__PROBLEM__
Quote the data below word for word, from the first line to the last.

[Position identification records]
========

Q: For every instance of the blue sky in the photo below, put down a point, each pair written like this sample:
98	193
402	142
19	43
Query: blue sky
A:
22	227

========

__FULL OUTPUT__
Q: For every instance of the blue sky in the photo below, put down a point, each pair written like this sample:
98	193
402	142
19	43
Query: blue sky
A:
22	227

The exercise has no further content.